◆ Exercise
Write down exactly the lines from the one with "the brown velvet" to the end of the data, first and last included, and no others.

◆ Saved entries
*** Block opens ***
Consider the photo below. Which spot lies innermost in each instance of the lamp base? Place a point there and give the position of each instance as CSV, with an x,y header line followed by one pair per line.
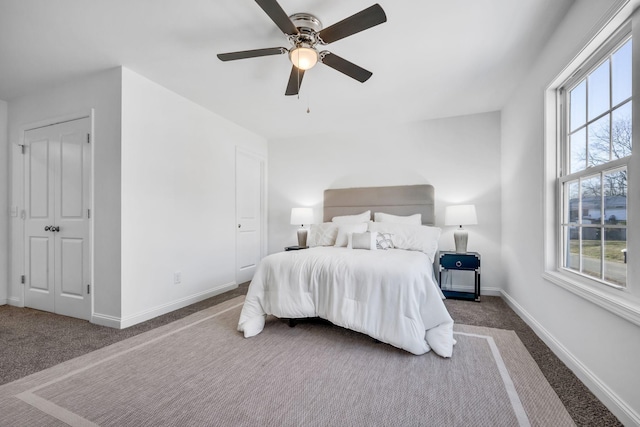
x,y
461,237
302,237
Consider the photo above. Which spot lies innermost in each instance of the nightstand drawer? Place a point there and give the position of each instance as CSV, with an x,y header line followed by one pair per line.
x,y
452,261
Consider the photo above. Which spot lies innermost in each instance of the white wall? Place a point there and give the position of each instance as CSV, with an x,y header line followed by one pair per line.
x,y
178,199
4,205
602,348
459,156
100,92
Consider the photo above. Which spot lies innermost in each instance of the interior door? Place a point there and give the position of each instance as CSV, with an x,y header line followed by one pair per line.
x,y
57,236
249,214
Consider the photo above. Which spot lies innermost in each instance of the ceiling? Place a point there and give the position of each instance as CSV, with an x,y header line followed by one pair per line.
x,y
432,58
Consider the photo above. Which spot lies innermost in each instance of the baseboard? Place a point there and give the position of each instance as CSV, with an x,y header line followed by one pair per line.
x,y
106,320
125,322
492,292
16,302
608,397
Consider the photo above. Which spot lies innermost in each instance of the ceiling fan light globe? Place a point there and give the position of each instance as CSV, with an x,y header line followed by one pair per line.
x,y
303,57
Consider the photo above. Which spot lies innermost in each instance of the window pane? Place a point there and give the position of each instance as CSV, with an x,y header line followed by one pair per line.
x,y
621,131
621,73
578,106
591,252
615,198
615,246
572,191
598,90
578,150
591,202
572,260
599,136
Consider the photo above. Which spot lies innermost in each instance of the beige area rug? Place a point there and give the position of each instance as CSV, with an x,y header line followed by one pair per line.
x,y
199,371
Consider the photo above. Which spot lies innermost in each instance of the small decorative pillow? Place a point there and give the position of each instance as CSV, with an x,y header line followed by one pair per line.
x,y
384,241
322,234
415,219
352,219
345,230
366,240
410,237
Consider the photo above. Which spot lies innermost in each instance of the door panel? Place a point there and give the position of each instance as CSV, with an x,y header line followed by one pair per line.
x,y
71,276
39,283
57,182
249,206
39,185
71,196
39,256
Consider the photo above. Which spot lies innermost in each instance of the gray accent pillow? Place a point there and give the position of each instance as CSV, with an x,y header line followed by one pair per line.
x,y
384,241
366,240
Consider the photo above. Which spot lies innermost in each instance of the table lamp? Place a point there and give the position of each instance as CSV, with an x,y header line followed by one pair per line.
x,y
460,215
302,216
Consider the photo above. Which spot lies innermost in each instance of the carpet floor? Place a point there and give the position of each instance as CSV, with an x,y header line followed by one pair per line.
x,y
31,341
199,371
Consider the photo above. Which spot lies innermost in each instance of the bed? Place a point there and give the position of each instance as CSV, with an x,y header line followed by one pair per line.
x,y
374,277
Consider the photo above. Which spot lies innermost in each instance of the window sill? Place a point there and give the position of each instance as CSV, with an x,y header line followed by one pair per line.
x,y
620,303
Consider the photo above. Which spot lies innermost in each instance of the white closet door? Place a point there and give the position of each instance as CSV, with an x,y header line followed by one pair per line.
x,y
249,213
58,171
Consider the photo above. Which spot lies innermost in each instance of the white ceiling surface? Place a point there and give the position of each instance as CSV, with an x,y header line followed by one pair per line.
x,y
432,58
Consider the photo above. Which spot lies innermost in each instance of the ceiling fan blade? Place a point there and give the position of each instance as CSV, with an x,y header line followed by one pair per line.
x,y
367,18
277,15
243,54
346,67
295,81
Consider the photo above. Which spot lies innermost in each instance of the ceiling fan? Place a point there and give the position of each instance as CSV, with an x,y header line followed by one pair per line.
x,y
305,33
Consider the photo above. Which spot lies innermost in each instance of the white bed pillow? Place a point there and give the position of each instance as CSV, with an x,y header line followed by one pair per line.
x,y
322,234
410,237
352,219
410,219
345,230
366,240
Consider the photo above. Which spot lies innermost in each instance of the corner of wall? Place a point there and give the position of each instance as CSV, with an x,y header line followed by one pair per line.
x,y
4,204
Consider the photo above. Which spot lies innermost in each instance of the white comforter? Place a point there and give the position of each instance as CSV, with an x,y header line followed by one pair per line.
x,y
389,295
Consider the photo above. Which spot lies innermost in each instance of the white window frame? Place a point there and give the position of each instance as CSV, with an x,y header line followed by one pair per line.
x,y
622,301
621,37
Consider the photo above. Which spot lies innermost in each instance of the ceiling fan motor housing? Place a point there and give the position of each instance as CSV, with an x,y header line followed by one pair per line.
x,y
306,22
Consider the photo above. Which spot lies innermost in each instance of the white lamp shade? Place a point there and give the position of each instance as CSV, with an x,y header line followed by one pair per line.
x,y
460,215
303,57
301,216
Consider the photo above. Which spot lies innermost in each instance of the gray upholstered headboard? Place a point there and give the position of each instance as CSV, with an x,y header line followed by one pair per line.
x,y
398,200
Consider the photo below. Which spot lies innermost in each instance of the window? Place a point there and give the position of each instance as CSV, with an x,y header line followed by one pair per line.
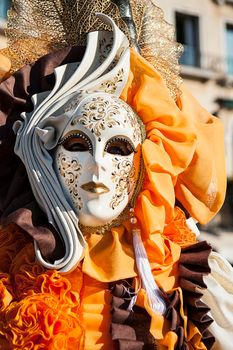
x,y
229,45
187,31
4,7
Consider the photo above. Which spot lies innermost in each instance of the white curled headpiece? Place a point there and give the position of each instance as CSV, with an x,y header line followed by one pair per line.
x,y
106,60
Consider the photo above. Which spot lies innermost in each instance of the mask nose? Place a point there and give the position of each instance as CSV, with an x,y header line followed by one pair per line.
x,y
98,165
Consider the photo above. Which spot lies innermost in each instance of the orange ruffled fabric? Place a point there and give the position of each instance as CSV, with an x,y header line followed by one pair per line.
x,y
5,67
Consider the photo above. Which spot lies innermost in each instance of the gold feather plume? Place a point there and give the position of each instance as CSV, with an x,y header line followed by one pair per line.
x,y
37,27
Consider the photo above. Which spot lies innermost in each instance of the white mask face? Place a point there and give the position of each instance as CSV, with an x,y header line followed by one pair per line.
x,y
97,159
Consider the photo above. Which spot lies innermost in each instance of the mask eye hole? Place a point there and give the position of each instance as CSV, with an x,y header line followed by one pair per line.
x,y
77,142
119,146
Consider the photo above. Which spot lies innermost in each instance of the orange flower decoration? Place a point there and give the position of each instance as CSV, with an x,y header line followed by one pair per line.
x,y
41,322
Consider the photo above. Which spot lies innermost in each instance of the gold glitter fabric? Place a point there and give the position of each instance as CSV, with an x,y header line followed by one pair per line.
x,y
37,27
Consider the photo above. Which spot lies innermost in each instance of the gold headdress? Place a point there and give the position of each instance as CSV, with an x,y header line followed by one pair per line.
x,y
37,27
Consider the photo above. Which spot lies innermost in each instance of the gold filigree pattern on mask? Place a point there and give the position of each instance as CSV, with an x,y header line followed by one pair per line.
x,y
123,178
70,170
110,86
33,33
98,115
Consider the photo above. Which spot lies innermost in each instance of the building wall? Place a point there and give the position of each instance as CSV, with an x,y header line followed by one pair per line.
x,y
211,83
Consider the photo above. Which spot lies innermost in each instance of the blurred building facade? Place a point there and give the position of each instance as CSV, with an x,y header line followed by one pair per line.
x,y
205,28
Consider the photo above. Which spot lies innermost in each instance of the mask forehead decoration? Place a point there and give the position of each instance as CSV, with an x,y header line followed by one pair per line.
x,y
98,159
40,131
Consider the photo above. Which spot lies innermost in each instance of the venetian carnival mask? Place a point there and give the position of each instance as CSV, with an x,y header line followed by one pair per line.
x,y
98,158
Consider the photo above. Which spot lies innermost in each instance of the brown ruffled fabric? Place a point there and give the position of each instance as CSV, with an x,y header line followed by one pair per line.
x,y
130,329
193,266
17,203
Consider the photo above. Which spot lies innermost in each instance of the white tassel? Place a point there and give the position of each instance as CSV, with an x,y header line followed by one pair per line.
x,y
155,298
191,224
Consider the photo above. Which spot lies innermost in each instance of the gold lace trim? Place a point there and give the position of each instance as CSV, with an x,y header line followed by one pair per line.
x,y
37,27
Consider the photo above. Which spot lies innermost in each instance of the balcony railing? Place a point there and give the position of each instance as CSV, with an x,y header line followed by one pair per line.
x,y
207,62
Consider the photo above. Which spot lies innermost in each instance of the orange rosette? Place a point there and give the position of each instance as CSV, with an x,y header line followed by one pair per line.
x,y
201,187
5,66
40,322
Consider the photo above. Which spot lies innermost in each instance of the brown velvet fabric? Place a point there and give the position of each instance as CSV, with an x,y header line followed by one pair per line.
x,y
17,203
130,329
193,266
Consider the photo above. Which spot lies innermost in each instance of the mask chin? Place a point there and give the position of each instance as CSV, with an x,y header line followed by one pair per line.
x,y
94,213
*** Block closes ***
◆ Result of the task
Consider the photo above. Which spot lies innermost in each instance of the brown velvet fabric? Place a point there and give the position of each instance as CSV, with an x,y header line followed by one pair per line.
x,y
17,203
130,329
193,266
Consider the photo above. Which spot lies innermost in each instance of the mask chin? Place a point there and give the position of each instance as CSV, with an x,y header line followed by one pair per line.
x,y
94,213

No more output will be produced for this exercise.